Below are some records. Return exactly the lines from the one with "Target: white shirt" to the one with "Target: man's leg", and nothing else.

*** Recorded data Section Begins ***

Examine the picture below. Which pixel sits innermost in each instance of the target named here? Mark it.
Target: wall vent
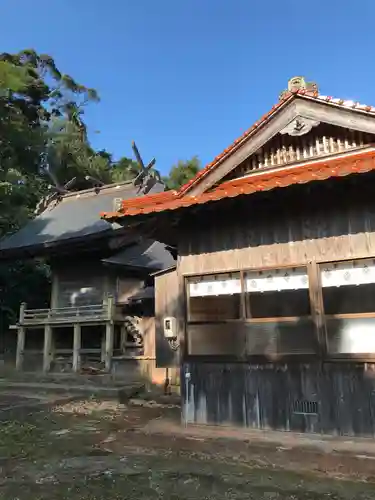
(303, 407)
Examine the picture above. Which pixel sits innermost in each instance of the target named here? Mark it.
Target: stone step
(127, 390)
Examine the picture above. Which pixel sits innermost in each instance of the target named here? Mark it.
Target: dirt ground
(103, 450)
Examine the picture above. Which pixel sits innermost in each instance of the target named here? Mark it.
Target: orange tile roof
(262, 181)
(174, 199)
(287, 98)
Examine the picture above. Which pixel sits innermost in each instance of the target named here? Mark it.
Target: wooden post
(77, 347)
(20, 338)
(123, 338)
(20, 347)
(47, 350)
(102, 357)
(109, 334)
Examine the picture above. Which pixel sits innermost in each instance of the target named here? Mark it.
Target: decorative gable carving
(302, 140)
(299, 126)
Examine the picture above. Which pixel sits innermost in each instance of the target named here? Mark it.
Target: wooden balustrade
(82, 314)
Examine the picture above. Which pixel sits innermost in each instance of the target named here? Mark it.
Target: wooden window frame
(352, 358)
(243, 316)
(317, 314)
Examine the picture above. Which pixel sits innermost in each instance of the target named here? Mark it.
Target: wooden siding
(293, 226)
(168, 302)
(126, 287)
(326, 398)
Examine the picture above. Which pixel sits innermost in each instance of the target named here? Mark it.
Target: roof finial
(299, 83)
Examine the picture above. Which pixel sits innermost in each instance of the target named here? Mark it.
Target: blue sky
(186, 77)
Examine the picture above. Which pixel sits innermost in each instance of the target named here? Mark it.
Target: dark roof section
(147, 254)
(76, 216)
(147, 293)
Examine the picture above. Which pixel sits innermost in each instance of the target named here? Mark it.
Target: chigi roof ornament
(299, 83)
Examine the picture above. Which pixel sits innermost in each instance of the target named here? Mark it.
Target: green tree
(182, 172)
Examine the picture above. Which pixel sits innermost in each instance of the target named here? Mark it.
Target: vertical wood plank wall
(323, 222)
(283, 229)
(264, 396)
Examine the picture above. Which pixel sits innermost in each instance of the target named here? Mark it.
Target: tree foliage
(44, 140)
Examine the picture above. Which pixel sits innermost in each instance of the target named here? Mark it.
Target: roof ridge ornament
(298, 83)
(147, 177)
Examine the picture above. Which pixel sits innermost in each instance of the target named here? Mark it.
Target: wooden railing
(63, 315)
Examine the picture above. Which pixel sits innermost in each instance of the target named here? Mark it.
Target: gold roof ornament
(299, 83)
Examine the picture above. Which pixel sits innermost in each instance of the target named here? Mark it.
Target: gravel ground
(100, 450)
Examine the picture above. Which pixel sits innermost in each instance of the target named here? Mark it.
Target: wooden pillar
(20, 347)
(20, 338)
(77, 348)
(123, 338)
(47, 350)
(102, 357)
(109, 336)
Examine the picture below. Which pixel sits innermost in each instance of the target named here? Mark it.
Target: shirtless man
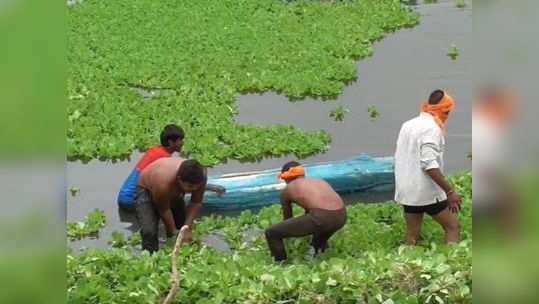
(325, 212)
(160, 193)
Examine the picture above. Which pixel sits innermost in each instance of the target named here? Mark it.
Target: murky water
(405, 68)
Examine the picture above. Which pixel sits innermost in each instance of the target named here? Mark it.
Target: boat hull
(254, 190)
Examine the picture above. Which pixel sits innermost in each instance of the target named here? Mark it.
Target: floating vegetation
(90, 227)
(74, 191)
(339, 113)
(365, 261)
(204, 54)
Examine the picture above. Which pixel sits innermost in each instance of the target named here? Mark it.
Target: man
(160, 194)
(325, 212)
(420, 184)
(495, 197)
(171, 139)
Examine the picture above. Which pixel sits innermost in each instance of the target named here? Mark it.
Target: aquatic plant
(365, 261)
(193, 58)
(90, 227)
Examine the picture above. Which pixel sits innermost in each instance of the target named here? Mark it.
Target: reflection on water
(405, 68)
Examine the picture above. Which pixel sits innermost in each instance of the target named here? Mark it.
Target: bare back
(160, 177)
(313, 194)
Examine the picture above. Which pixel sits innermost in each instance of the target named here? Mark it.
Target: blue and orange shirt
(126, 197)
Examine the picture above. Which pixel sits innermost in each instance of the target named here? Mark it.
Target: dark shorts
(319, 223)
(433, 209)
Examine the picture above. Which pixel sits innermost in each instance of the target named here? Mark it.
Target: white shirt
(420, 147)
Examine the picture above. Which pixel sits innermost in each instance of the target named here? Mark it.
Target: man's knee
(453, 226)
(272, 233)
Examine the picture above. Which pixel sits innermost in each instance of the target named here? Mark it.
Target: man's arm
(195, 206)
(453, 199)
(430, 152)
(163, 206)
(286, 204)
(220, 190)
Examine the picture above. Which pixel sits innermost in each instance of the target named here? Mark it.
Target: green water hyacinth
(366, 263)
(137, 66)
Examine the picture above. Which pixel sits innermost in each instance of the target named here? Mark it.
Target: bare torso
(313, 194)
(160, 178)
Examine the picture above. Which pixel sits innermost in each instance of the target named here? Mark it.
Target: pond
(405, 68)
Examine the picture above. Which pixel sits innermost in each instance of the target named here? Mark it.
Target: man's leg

*** Recorded data Section Ends ***
*** Recorded data Section Begins ***

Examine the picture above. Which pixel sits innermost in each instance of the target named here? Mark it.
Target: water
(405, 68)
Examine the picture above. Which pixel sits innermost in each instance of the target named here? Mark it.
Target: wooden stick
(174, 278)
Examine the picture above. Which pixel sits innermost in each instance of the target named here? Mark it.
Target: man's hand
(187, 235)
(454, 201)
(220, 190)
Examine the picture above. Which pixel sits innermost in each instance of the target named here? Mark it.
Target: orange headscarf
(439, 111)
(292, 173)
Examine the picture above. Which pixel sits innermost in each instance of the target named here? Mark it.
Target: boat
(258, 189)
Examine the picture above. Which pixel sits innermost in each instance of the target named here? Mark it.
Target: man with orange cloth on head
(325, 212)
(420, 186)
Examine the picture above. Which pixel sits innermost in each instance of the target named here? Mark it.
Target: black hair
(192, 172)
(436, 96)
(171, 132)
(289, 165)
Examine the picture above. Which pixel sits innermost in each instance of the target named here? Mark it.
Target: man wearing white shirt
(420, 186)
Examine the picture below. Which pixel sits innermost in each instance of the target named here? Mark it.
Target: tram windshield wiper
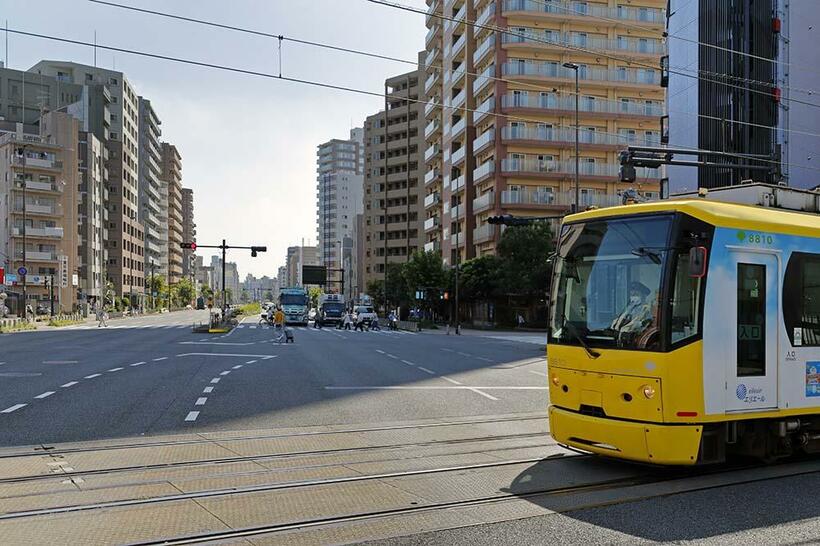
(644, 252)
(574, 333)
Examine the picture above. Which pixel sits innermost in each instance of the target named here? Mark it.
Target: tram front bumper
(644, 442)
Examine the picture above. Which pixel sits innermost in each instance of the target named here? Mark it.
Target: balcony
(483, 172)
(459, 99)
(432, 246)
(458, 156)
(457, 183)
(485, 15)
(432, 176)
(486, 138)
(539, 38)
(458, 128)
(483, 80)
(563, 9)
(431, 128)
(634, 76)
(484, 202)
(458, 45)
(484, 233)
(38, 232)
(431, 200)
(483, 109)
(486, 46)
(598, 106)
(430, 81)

*** Recorded data Section Ends ***

_Result for this exercise_.
Target: white shirt
(420, 147)
Examine the picture above. Which pixel sits innermost in each instance of the target named here? Mark it.
Target: man's knee
(453, 226)
(272, 233)
Examine the picture above. Which pixel sits innermost in each instance of the target named here? Mark it.
Target: man's arm
(195, 206)
(453, 199)
(430, 152)
(163, 206)
(286, 204)
(220, 190)
Examine the picture above. Which pixel sits innermost in each instance of the target named here? Mark it.
Target: green water hyacinth
(366, 263)
(137, 66)
Examine the picture above. Which pixel sits innermost in each instance of the target named here? Mark it.
Target: bare torso
(313, 194)
(160, 178)
Examine the picture above. Which pixel sits innermost in each instance of the target named here? Mark it.
Target: pond
(405, 68)
Examine the picture above. Which pixel sits innermost in each instance of the target named here? Mark it.
Target: man's leg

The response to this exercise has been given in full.